From the items below, extract each line that contains the word "door", and reproduce every such line in full.
....
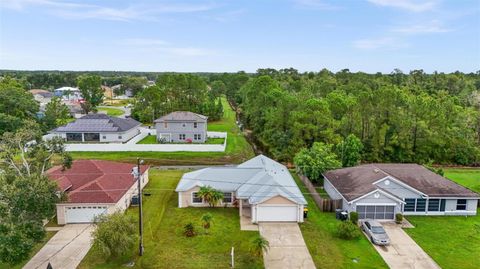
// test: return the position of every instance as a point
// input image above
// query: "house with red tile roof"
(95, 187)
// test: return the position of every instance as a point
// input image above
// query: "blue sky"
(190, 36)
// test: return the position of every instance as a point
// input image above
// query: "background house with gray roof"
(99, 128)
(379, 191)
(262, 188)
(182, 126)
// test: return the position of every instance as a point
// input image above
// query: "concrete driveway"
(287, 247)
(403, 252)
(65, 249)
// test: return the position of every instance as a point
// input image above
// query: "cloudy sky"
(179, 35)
....
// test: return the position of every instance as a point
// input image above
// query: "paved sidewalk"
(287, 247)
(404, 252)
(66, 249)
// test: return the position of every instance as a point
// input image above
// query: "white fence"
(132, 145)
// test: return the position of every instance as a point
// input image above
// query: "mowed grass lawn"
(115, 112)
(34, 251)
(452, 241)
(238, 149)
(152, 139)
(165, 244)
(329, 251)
....
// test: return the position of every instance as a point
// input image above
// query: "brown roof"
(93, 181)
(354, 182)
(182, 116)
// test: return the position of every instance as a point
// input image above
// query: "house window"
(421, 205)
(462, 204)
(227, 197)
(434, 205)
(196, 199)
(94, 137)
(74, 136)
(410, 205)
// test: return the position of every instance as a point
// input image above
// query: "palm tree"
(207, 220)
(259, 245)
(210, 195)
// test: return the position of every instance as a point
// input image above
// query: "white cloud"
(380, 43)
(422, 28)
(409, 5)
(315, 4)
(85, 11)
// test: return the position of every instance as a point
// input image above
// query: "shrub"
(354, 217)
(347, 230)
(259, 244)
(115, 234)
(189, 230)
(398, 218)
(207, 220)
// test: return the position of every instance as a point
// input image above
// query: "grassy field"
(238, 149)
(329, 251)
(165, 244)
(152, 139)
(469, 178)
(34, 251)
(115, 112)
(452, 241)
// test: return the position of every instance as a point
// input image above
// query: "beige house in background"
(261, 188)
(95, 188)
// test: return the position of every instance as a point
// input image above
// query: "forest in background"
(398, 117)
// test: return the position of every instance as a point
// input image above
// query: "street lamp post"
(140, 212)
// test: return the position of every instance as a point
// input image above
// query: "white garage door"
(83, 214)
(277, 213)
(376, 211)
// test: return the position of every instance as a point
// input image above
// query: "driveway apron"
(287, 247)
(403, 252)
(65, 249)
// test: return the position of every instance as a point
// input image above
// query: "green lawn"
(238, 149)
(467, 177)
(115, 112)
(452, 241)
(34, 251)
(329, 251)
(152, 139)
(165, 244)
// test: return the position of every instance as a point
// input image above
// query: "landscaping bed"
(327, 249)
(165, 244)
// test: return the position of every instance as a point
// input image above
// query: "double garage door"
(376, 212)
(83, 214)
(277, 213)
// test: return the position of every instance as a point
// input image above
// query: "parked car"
....
## Solution
// query: "white garage door"
// query: "double garage door"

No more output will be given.